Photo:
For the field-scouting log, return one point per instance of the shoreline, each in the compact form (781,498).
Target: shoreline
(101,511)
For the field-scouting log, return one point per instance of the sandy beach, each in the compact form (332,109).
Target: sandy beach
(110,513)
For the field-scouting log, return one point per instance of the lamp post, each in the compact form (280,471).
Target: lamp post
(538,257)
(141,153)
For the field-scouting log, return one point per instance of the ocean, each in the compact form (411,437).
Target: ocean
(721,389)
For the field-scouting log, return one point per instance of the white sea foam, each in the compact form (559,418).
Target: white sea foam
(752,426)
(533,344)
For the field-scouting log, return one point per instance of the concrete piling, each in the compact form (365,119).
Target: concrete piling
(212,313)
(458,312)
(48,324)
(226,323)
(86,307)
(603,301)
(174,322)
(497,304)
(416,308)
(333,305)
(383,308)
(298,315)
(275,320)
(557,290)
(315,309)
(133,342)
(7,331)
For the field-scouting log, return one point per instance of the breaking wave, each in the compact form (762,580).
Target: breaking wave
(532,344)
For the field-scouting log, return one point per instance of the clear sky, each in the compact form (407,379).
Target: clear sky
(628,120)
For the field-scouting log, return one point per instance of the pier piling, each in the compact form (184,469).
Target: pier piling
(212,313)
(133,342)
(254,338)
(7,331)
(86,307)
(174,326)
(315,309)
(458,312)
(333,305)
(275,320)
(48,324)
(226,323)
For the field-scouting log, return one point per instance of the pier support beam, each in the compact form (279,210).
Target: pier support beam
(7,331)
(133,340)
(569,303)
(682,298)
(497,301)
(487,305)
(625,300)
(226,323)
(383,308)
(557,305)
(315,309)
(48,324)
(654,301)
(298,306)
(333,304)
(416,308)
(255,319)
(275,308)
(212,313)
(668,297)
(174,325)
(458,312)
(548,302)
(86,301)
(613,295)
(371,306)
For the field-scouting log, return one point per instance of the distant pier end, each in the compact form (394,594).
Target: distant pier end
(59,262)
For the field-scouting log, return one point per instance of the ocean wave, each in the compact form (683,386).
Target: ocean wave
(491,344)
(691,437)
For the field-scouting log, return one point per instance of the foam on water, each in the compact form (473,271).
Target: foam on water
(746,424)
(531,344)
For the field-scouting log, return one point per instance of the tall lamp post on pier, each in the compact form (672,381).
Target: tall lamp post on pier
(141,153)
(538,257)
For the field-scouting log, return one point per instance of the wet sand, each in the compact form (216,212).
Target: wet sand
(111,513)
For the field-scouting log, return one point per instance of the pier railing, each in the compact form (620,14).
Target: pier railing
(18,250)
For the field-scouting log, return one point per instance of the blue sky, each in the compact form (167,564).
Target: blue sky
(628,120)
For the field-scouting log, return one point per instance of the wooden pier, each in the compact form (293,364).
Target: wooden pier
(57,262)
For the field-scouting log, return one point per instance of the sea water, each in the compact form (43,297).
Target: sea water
+---+
* _YOUR TASK_:
Write every record out again, unaltered.

* _EXPECTED OUTPUT_:
Photo:
For the field-scouting log, return one point per instance of the shoreline, each in the compact form (781,498).
Target: shoreline
(101,511)
For the field-scouting log, return one point per instance of the sandy beach, each in the compact form (332,109).
Target: sandy beach
(110,513)
For the field-scouting log, return one point per instance of the lamp post, each in the compact form (280,471).
Target: lamp post
(538,257)
(141,153)
For the field-scouting log, return one point per instance of the ocean, each in the compact form (411,437).
Target: ocean
(721,389)
For the field-scouting log, return one point per instance of the white sea foam, each in the compact form (559,418).
Target: white sea foam
(752,426)
(533,344)
For the field-scouting log, return one point per instance of the concrete piling, each in the compact form (365,119).
Target: concrete piling
(212,313)
(458,312)
(48,324)
(226,323)
(86,307)
(603,301)
(174,322)
(497,304)
(416,308)
(333,305)
(383,308)
(298,315)
(275,320)
(557,290)
(315,309)
(133,342)
(7,331)
For the field-scouting log, return one point per instance of the breaking wave, each in the compact form (762,580).
Target: breaking wave
(532,344)
For the field-scouting log, return one point per instance of the clear sky, each in the compact form (407,379).
Target: clear sky
(628,120)
For the field-scouting log, return one point per instance of the pier piling, each in the compact form (184,469).
Target: pier piling
(212,313)
(133,342)
(254,338)
(7,331)
(86,307)
(174,326)
(315,309)
(458,312)
(333,305)
(275,320)
(48,324)
(226,323)
For the field-scouting log, return one point per instance of the pier support beam, each in the compact form (279,210).
Target: pier support beam
(7,331)
(133,340)
(569,303)
(682,298)
(497,301)
(487,305)
(625,300)
(226,323)
(383,308)
(557,305)
(315,309)
(48,324)
(654,301)
(298,306)
(333,304)
(416,308)
(255,319)
(275,308)
(212,313)
(668,297)
(174,325)
(458,312)
(548,302)
(86,301)
(613,295)
(371,306)
For the field-scouting log, return one point per instance of the distant pier end, each in the compact form (394,594).
Target: distant pier end
(59,262)
For the field-scouting log, return one point per instance of the ocean wave, each in the compact form (683,386).
Target: ocean wave
(491,344)
(691,437)
For the field-scouting log, return one point per instance of the foam on water, each in the compact form (473,271).
Target: foam on water
(746,424)
(531,344)
For the field-scouting log, return one point per instance of the tall lamp post on pier, each in the compact form (672,381).
Target: tall lamp post on pier
(141,153)
(538,257)
For the field-scouting log, return one point per instance of the wet sand, each in the compact form (216,212).
Target: wet sand
(111,513)
For the field-scouting log, return one point per instance of the pier railing, each in the compact form (620,14).
Target: pier railing
(18,250)
For the field-scouting log, return one point per instance of the blue sky, each in the compact form (167,564).
Target: blue sky
(628,120)
For the field-scouting log, return one point per instance of the wooden pier, each in the compact form (293,364).
Target: wooden pier
(57,262)
For the field-scouting log, return one point per instance of the sea water, each in the compact form (43,297).
Target: sea water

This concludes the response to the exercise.